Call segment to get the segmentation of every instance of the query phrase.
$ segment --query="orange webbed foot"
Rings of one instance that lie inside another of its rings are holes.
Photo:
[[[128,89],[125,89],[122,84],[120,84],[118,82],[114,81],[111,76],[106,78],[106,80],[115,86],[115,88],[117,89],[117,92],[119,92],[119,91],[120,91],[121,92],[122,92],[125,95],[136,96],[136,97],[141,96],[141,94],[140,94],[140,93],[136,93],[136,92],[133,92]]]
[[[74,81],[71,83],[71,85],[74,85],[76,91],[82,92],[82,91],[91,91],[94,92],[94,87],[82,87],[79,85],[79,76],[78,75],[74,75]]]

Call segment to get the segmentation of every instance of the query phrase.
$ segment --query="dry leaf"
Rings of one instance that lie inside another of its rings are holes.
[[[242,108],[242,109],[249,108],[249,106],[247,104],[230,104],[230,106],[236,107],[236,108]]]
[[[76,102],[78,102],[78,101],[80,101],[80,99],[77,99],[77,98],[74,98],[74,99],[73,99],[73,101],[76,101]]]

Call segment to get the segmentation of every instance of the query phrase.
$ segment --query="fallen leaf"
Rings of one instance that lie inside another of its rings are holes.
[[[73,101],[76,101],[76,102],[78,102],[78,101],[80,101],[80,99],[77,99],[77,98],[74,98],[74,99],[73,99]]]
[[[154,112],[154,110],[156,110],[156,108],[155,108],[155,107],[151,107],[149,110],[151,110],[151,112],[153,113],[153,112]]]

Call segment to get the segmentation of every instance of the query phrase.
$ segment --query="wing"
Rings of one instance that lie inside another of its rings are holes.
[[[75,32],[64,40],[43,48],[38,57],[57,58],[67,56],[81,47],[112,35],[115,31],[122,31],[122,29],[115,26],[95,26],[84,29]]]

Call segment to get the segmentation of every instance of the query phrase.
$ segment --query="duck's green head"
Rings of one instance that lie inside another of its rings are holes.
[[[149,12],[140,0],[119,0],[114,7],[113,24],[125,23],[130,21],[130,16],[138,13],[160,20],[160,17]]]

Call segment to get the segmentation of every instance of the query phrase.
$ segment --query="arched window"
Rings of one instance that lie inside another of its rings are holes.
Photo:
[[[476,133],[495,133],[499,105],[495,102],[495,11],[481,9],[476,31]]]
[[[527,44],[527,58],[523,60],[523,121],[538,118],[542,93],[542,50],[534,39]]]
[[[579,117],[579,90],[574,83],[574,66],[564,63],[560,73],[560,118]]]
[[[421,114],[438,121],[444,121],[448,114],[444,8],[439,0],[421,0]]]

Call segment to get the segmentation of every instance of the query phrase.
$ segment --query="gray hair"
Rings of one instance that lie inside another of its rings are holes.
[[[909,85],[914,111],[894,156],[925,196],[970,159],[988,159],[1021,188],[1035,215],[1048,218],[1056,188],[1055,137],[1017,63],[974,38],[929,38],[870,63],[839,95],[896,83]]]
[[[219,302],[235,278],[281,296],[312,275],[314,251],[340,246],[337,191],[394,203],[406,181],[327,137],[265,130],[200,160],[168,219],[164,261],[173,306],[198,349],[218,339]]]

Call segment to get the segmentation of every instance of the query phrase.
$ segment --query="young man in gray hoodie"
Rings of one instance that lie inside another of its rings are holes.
************
Problem
Pick out each line of the items that contains the word "gray", matching case exactly.

Exercise answer
$ segment --query="gray hair"
$ segment --query="young man in gray hoodie"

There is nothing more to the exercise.